[Records contained in a dataset]
◇ ◇ ◇
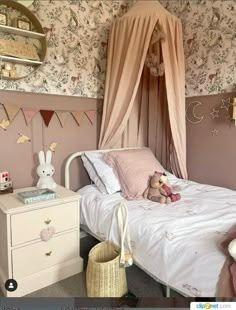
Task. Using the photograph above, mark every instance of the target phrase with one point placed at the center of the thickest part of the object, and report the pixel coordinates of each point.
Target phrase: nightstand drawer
(41, 255)
(28, 225)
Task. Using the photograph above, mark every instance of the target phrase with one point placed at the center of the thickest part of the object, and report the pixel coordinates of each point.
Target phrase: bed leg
(167, 291)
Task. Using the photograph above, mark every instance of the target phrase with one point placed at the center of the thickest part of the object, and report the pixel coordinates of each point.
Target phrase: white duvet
(176, 243)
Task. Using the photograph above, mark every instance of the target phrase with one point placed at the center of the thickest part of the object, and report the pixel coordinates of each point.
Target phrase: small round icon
(11, 285)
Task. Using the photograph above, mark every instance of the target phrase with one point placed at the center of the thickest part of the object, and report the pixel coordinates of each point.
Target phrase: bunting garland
(62, 116)
(11, 111)
(78, 116)
(91, 116)
(29, 114)
(47, 116)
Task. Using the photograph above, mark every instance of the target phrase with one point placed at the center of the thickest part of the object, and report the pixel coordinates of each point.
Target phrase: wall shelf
(20, 60)
(21, 32)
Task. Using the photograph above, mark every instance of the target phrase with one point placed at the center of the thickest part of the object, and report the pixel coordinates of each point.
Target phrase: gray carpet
(139, 283)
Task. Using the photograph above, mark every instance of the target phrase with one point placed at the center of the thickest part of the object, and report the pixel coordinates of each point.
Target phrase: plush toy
(167, 189)
(232, 248)
(154, 190)
(159, 191)
(45, 171)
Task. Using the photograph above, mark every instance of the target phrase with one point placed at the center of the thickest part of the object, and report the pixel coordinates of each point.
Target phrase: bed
(176, 244)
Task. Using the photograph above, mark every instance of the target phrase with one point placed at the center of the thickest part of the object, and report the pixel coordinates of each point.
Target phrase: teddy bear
(154, 190)
(159, 189)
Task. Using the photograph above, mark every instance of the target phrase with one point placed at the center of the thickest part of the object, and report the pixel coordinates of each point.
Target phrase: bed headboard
(78, 154)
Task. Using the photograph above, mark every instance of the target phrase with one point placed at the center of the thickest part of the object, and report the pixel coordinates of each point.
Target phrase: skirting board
(46, 277)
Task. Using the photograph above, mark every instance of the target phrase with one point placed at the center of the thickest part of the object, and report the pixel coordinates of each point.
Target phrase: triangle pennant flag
(11, 111)
(29, 114)
(91, 116)
(62, 116)
(46, 115)
(78, 116)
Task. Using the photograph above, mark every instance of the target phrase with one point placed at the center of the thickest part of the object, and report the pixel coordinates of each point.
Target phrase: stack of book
(36, 195)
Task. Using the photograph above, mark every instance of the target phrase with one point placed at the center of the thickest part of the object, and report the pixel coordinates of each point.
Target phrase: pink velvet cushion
(133, 168)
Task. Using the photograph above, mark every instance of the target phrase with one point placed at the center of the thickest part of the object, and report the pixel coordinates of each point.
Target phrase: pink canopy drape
(140, 110)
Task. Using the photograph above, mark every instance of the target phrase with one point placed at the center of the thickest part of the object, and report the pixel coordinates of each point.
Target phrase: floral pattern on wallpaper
(77, 35)
(209, 44)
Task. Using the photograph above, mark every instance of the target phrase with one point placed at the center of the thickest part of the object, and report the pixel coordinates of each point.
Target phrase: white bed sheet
(176, 243)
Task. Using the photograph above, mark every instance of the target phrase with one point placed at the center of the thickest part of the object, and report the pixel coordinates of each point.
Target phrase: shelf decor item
(22, 24)
(3, 18)
(18, 49)
(36, 195)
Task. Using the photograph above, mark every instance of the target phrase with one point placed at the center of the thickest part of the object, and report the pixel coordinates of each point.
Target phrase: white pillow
(104, 172)
(93, 174)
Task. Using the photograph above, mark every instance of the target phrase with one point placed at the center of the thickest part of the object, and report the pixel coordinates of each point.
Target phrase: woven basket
(104, 276)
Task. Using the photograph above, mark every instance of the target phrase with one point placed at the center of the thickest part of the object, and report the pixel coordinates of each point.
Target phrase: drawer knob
(47, 233)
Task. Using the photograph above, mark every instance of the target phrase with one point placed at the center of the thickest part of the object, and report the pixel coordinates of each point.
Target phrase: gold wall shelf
(21, 32)
(21, 67)
(19, 60)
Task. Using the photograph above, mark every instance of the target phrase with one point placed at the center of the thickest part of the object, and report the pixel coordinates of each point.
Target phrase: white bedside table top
(9, 203)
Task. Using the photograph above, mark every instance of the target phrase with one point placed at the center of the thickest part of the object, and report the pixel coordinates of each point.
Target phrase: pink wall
(21, 160)
(211, 140)
(211, 155)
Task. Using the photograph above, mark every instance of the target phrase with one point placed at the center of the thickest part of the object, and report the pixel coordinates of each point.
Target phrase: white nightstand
(34, 263)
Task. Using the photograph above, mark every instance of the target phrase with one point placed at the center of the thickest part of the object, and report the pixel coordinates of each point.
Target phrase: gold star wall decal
(214, 113)
(225, 104)
(214, 132)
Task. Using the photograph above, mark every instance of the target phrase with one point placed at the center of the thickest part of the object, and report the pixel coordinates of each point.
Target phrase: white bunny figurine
(45, 171)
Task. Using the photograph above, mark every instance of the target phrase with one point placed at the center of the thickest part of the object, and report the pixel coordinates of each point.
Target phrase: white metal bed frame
(67, 185)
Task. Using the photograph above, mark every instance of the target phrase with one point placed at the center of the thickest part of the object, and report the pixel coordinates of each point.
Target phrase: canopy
(141, 109)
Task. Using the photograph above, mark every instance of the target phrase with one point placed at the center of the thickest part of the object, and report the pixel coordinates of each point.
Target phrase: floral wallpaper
(209, 43)
(77, 34)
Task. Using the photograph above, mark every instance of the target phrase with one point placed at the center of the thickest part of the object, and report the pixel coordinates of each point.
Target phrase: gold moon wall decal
(191, 114)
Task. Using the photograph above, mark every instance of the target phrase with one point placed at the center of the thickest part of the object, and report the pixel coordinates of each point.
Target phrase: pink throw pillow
(133, 168)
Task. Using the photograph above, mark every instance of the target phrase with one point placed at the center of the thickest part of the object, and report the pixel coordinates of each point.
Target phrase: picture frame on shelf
(3, 19)
(23, 24)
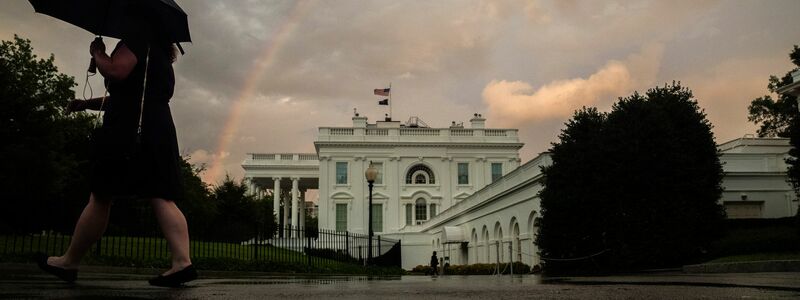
◇ ◇ ◇
## EXERCISE GOAL:
Transcribe all of the data above exactly; no picture belongs in the copy.

## RESPONSE TO THIS EXERCISE:
Task. Using the photograph above, mark every instance of the target phrase with one point placed at the center of the thickest part of the object, and report the pixel coordinates of each point.
Target phrase: nightstand drawer
(41, 255)
(28, 225)
Task. Using the photograph above, mark every instance of the target phrase with one point placed at the center of the thickest part of the object, and report the pixel coordinates of each point.
Target phrase: bed leg
(167, 291)
Task. Using the photograph above, mark every instance of the target phrase with one point placed at the center of the thickest part of the object, and report the pixel coordinates of each point.
Target phrase: white duvet
(176, 243)
Task. Using the photograph above, mark every instance of the target phrase with one point placed at the center of the thickest part of the object, and report the pixel coordinates of each point.
Target phrase: small round icon
(11, 285)
Task. Using the photograph above, mark every instance of the target phrase with one point placed at the center of the thickest part of the object, and report the pixel coordinates of each point.
Target phrase: bunting garland
(62, 116)
(11, 111)
(78, 116)
(91, 116)
(29, 114)
(47, 116)
Task. Using the photograph above, mark every instance of the target phrase with one point placed at the center of the thickest part of the object, and report the pixel coordinates of each point.
Target phrase: wall shelf
(20, 60)
(21, 32)
Task. Using the photograph above, mark every instance of the target phrase with one point placed at the center of the thickest part of the object, and report the pixel coordinates of each point.
Target phrase: gray carpet
(139, 283)
Task. Using the photograph above, mark every instance of the target phrase with one point placed at the center of the thickest part of the object, and report the pixel coordinates of each point.
Target phrase: plush toy
(167, 189)
(232, 248)
(154, 190)
(159, 191)
(45, 171)
Task. Using the photograph above, mark every instance of the target phrase with one point placed at the center of the thickest part of the object, and report the pixel coordinates of each point.
Target phrase: bed
(176, 244)
Task. Using the photograph above, mark every instance of the target phrase with one point placed at the center of the thickest part of the object, and report the pixel coordinates of each point.
Target phrase: teddy bear
(154, 190)
(159, 189)
Task. Using the photograph above, mark every instance of the target phrase with one point placed at the center of the thickest part of the object, and report the pixel coordinates of each point.
Target phrase: bed headboard
(78, 154)
Task. Using the photograph above, mark every instance of the target phrase with one point placed at the center of the thickest part of the object, and report the pixel coordinates of each point.
Target phrase: skirting board
(46, 277)
Task. Using the photograph above, mark every instance of the target phrase with one point placed at the center of the thickest part of the object, and report the pixel coordinates of each point.
Target phrase: triangle pennant flag
(11, 111)
(29, 114)
(91, 116)
(62, 116)
(46, 115)
(78, 116)
Task. Using the photograph above, mark every instance of the target phrase with one point placed at the center of the thickest part of the object, and report the pixel coordinates of each point.
Target phrase: stack of book
(36, 195)
Task. Using the photograph above, mark every instance of the target phrase with one point placed at the center of the thickest part of the object, and report the pixel coordinates of each point.
Target phrase: pink velvet cushion
(133, 168)
Task. Using the photograph above, mark every instance of the target phrase with one point placed at the center of the thickest part of the object, and report the pixel coordinates of each point.
Target phrase: pink canopy drape
(140, 110)
Task. Using the photograph above, mark every instance of the target phrase with one point placed at the center of the thickest part of the object, and report the pixel coordinates of each point.
Target phrase: floral pattern on wallpaper
(77, 35)
(209, 44)
Task. Using the photograph above, mark every instance of the target phrase with one point placed at the center of the thickest part of the object, and report the pixel coordinates of each point.
Target phrase: white bed sheet
(176, 243)
Task. Using the photograph above, mark every instance of the target phrase with one point placed at the center of the thickest part of the object, and report the pixel coordinates of each point.
Target phrase: shelf decor item
(22, 24)
(3, 18)
(18, 49)
(36, 195)
Task. Using the photograph above, mark every instance of the target phrase with one point placed at the center of the thickest part of the object, and report the pixel coordinates of each point.
Target phrase: white pillow
(104, 172)
(93, 174)
Task. Using the photograph above, mark every instance of the target phrase with one point placed at the center of the thickest part of the object, and report the pixel coordinates of each point.
Target phrase: woven basket
(104, 276)
Task. Using the photograph above, mark every instance of the target phrase with one point placed at the center of the thickest part of the object, and report the pixel coordinates of each point.
Target phrase: drawer knob
(47, 233)
Task. Using the photograph above, mark every instance of the target phrase with one point placed at the center of the thickest part of the object, and report the pixel coordinates of each point.
Target phrase: gold wall shelf
(21, 32)
(21, 67)
(19, 60)
Task. Using the photograph above, mark every instance of the target phrase with one point placed at the center of the thickest part of the object, and report the pixel coordinates of each point.
Target phrase: white bedside table top
(9, 203)
Task. Using the photograph above, mark every instance of the target phrase with one point placed at the center of the thickest part of the object, and report the pixel coordinates of each point.
Target phrase: pink wall
(21, 160)
(211, 140)
(211, 155)
Task. Using the photograph above, mark every instance of the target phrase with one point placed at the center of the thickest part of the object, and report the pixel coordinates of each point.
Target phrase: white nightstand
(34, 263)
Task. Using the photograph above, mark every instance of the target phrase with one point placed at the center of the thickest part of the object, and report the pixel coordinates of each point.
Target phrase: gold star wall decal
(214, 113)
(225, 104)
(214, 132)
Task. Using the photograph above, mark every instance of the target phrase with one point placed at the center of the thickest part of the object, and report the pixel coordinates of each point.
Target phrase: white bunny figurine
(45, 171)
Task. Using the photograph above, mark every instance of the target phrase with one point placed at the center of the thickest part of the object, and report the pixel coordinates of each point.
Target phrase: white metal bed frame
(67, 185)
Task. Using the photograph above, mark every instance of the target phrase with one point placed at the center of the thickest part of the object, and report the pixel coordinates of each point.
Target phrase: canopy
(141, 109)
Task. Using the photograph above, mark every instance of the target phrase with one point placed at the center of the thickest part of the object, and report the pixel coordinates of each point.
Target phrase: floral wallpaper
(209, 43)
(77, 34)
Task. Using the photograph above, mark every instance of the target phrase with one point placed at the center of the thickest part of the object, and report the pixel coordinates of each point.
Target phrase: gold moon wall decal
(191, 114)
Task. Using the photograph above, mark every instance of the target phrase with one point placed at the center of the thickest part of the object, and report the pixel coordinates of each point.
Target phrase: pink throw pillow
(133, 168)
Task. Using the photograph above, mark every instance of the target phrase with one point placed at the center of the thickest part of the object, and report the pixel coordinates of each point.
Target phrase: picture frame on shelf
(3, 19)
(23, 24)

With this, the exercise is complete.